When Rodriguez abruptly left the university to accept the head coaching position at Michigan, Stewart was named interim head coach and was responsible for readying the WVU Mountaineers for the 2008 Fiesta Bowl. The 48-28 upset victory over number three ranked Oklahoma was the most memorable win of Stewart’s WVU coaching tenure. Immediately following the win, Stewart was made full-time head coach of the WVU football program.
In his Fiesta Bowl pre-game speech to the Mountaineer football team, Stewart told players, “It’s Mountaineer pride…. from the heart” which would carry the team to victory. “Leave no doubt, no doubt, they shouldn’t have played the old Gold and Blue.”
Stewart is survived by wife, Karen, and son, Blaine.
“This is a sad day for our entire state,” said WV Rep. David B. McKinley. “Bill was an outstanding person who touched thousands of lives. I am personally saddened because Bill and I knew each other for years. Bill represented the University in the best possible way. He was a solid individual and a man of true character. My wife and I were so proud when this New Martinsville native was named head coach of the Mountaineers. Please join me in praying for his wife, Karen; son, Blaine and their entire family.”
Gov. Earl Ray Tomblin issued the following statement after learning Coach Stewart died.

## DATA PROVIDED:
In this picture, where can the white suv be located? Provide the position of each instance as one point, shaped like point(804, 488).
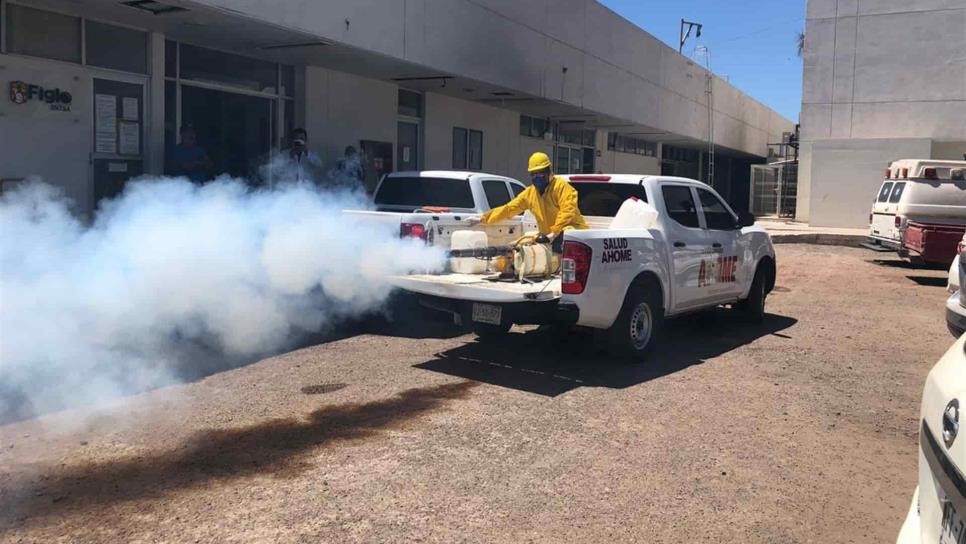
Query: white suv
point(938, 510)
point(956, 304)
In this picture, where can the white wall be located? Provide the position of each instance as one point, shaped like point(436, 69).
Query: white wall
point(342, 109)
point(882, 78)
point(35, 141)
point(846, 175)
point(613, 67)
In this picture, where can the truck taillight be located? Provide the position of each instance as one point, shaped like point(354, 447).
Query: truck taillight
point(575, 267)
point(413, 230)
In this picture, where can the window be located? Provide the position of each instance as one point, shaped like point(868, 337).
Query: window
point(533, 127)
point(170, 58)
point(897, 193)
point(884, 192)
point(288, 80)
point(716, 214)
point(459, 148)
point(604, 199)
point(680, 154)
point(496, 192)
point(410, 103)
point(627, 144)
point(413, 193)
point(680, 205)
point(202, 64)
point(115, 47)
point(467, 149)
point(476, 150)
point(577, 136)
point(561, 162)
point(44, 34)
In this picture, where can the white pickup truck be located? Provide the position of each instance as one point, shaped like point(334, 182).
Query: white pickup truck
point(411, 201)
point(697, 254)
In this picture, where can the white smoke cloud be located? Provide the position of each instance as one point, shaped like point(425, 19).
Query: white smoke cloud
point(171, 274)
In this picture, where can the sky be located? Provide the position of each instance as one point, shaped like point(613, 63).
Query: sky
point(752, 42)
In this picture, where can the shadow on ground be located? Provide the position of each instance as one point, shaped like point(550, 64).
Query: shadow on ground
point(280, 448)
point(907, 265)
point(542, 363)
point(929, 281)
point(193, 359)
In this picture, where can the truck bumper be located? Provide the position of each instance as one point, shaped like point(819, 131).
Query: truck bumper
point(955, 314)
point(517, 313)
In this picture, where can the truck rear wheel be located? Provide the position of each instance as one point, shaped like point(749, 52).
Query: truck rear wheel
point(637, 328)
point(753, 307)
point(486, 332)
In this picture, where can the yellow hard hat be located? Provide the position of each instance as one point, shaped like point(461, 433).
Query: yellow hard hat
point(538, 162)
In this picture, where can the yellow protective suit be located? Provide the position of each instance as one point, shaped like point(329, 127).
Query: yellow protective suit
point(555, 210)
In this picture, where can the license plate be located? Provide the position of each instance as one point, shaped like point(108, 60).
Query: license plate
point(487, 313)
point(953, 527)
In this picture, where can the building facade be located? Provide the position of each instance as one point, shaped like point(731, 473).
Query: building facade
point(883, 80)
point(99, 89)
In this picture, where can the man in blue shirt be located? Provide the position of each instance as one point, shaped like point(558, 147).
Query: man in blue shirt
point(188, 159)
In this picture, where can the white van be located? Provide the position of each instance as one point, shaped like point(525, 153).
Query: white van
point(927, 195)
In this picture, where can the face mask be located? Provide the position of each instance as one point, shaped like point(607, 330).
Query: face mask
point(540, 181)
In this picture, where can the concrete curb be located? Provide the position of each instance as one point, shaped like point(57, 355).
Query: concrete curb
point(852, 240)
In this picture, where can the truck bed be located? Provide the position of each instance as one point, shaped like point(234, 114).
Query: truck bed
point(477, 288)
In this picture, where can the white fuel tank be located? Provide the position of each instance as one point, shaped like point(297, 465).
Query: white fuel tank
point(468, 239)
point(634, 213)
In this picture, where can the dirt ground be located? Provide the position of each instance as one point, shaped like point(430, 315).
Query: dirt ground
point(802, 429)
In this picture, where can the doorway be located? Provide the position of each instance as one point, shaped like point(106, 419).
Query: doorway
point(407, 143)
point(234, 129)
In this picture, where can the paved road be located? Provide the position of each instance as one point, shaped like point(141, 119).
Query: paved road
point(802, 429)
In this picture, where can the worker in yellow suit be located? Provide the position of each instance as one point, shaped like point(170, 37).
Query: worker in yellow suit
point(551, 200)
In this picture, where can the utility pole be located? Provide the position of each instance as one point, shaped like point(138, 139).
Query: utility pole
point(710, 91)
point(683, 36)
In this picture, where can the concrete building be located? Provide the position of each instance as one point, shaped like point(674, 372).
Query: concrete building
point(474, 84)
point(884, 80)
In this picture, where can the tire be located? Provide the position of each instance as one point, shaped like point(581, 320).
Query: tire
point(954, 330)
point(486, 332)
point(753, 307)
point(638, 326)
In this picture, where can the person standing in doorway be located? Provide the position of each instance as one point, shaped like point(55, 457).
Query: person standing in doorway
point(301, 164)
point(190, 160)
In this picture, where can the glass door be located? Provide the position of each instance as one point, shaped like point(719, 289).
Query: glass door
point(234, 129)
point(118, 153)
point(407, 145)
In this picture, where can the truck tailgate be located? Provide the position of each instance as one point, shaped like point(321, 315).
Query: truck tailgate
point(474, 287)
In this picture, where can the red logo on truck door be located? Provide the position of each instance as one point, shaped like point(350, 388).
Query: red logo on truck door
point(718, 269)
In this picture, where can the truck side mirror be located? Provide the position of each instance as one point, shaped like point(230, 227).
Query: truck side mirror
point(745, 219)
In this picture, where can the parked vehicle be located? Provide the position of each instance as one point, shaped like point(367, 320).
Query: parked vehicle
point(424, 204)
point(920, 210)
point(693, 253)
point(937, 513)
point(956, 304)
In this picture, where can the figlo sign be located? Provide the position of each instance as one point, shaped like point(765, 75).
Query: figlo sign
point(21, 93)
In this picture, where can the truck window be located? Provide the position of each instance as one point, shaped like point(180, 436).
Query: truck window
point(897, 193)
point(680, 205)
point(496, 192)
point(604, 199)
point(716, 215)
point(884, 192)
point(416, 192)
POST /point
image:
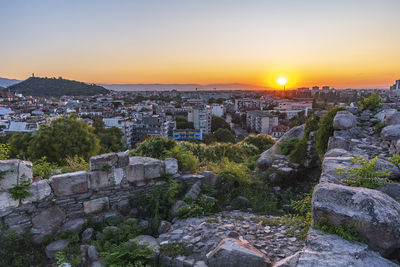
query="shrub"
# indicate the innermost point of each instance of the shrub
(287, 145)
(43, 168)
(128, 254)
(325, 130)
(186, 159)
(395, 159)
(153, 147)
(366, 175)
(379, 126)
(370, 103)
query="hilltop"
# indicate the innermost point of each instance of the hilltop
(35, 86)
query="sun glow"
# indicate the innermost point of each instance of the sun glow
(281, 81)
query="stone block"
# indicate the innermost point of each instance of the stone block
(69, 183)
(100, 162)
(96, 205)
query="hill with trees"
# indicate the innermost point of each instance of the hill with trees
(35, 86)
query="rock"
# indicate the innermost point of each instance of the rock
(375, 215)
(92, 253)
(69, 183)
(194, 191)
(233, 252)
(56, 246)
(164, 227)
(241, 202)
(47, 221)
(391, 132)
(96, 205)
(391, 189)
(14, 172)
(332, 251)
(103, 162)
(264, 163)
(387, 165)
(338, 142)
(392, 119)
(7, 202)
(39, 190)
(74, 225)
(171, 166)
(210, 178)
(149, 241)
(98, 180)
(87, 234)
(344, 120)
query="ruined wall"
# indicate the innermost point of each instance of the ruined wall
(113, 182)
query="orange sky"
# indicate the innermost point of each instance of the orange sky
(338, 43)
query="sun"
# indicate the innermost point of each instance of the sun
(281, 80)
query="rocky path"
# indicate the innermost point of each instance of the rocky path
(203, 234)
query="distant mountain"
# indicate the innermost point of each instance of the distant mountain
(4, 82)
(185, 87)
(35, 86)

==

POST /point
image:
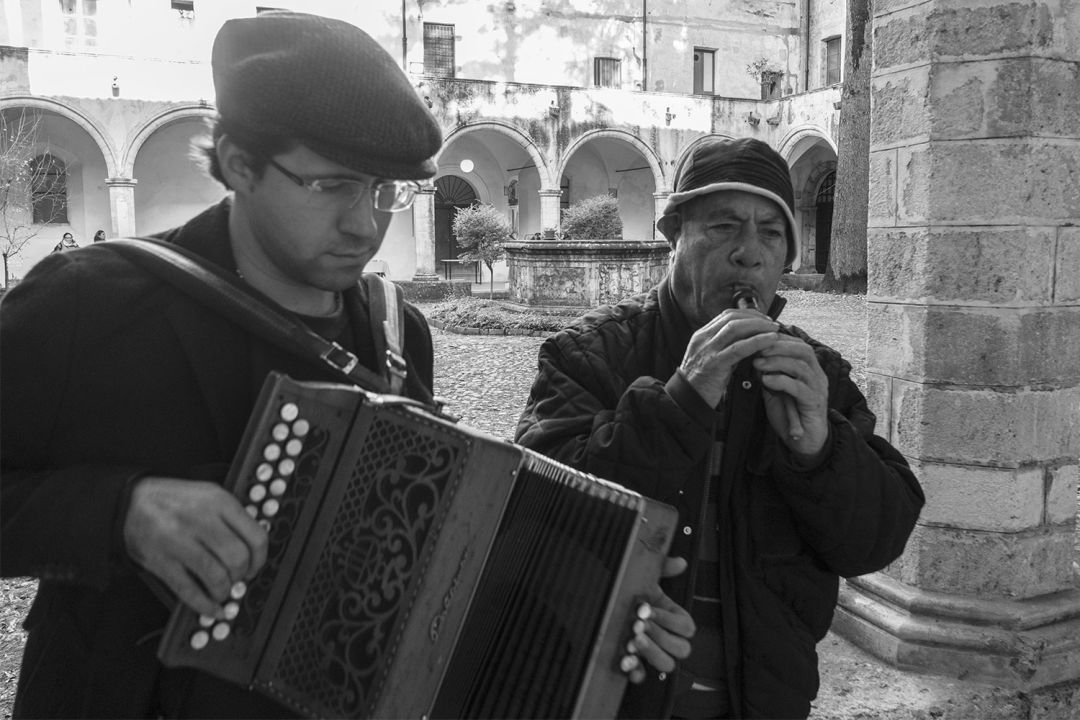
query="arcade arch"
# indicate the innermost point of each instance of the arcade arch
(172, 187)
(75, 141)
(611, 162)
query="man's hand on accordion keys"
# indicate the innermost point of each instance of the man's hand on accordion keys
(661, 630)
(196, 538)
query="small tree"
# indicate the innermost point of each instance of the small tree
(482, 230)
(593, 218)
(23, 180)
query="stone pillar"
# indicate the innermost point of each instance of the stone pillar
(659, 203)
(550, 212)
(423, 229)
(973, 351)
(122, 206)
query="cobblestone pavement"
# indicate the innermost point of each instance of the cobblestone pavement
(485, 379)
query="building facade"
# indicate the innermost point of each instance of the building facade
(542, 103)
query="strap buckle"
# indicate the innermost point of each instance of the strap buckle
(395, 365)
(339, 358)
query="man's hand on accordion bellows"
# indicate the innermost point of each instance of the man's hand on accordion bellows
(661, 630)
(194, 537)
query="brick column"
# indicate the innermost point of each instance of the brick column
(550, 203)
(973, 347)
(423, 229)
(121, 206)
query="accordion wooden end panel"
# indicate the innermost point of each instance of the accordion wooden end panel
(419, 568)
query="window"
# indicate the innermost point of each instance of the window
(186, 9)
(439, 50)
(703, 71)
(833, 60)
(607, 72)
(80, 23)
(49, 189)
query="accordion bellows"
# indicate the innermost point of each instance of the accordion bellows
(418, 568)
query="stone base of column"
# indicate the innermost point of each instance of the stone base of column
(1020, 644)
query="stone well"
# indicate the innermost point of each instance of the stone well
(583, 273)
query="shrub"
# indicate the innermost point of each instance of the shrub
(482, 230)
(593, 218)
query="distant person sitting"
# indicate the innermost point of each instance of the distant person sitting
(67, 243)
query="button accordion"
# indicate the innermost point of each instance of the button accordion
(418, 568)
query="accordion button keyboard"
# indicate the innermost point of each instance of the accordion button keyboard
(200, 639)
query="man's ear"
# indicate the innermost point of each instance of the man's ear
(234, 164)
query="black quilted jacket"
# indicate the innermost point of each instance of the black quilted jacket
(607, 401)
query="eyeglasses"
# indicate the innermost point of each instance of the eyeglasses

--

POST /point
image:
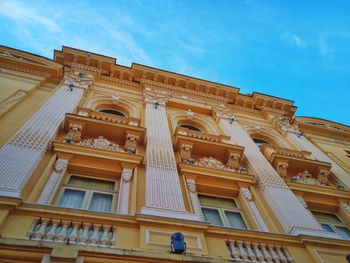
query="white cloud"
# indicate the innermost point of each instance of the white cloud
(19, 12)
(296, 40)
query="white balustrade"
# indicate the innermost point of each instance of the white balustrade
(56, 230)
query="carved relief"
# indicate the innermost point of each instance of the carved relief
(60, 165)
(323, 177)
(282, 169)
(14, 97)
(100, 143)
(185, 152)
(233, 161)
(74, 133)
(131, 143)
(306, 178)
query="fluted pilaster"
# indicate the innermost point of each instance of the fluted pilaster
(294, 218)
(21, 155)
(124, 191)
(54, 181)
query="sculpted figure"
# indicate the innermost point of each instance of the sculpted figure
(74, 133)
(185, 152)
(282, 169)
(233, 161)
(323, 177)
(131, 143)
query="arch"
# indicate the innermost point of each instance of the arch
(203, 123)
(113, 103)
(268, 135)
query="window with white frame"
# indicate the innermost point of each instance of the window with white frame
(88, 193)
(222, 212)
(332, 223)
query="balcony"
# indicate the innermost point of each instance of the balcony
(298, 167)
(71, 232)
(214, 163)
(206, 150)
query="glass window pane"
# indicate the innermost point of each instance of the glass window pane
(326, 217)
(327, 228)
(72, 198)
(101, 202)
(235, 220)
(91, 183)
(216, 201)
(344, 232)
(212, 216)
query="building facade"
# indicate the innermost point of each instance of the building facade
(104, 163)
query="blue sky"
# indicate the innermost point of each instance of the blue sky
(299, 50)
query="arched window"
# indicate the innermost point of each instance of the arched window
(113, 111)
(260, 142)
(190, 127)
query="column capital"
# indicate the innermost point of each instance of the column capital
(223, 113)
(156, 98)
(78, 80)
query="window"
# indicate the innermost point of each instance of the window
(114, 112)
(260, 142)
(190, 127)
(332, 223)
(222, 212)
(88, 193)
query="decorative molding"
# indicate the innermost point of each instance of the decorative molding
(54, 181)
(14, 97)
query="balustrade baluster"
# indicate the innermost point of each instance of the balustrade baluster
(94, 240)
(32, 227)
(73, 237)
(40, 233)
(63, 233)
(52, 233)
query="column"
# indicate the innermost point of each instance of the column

## PARTS OF THE EXERCISE:
• A. In one to three sentences, explain why McKinley says in the page text that he is personally saddened.
• B. Reproduce the page text from "Stewart is survived" to "Coach Stewart died.".
The rows have nothing to do with the page text.

## SOLVED PROBLEMS:
• A. McKinley says he is personally saddened because he and Bill had known each other for years.

• B.
Stewart is survived by wife, Karen, and son, Blaine.
“This is a sad day for our entire state,” said WV Rep. David B. McKinley. “Bill was an outstanding person who touched thousands of lives. I am personally saddened because Bill and I knew each other for years. Bill represented the University in the best possible way. He was a solid individual and a man of true character. My wife and I were so proud when this New Martinsville native was named head coach of the Mountaineers. Please join me in praying for his wife, Karen; son, Blaine and their entire family.”
Gov. Earl Ray Tomblin issued the following statement after learning Coach Stewart died.